» **Task**: Using the data below, copy every line that contains the word "floor".

Stored items
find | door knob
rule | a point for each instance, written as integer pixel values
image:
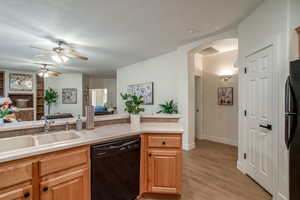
(268, 126)
(26, 195)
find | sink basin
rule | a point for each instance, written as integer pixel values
(56, 137)
(15, 143)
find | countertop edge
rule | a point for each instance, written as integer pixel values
(48, 148)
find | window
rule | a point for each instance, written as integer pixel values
(98, 97)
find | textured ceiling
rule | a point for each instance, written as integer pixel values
(112, 33)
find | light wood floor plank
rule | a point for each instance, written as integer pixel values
(210, 173)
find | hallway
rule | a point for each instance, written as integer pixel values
(210, 173)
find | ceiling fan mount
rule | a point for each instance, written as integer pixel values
(59, 53)
(45, 72)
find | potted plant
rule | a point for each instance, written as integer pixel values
(133, 103)
(51, 97)
(5, 109)
(170, 107)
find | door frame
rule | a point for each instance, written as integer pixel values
(277, 75)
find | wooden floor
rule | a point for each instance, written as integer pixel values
(210, 173)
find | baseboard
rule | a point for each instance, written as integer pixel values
(218, 139)
(240, 166)
(188, 147)
(280, 197)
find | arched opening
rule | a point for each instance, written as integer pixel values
(213, 91)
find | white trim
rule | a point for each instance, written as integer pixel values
(280, 197)
(218, 140)
(274, 41)
(240, 166)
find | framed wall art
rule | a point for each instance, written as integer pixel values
(145, 90)
(20, 82)
(225, 96)
(69, 96)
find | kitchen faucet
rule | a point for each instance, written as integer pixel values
(47, 125)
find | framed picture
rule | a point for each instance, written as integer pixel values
(145, 90)
(20, 82)
(69, 96)
(225, 96)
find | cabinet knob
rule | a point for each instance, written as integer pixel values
(45, 189)
(26, 195)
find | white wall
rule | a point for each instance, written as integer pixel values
(109, 84)
(163, 71)
(66, 80)
(220, 122)
(268, 24)
(173, 77)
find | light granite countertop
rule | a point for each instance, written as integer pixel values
(40, 123)
(98, 135)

» **Task response**:
find | light wood floor plank
find | wooden floor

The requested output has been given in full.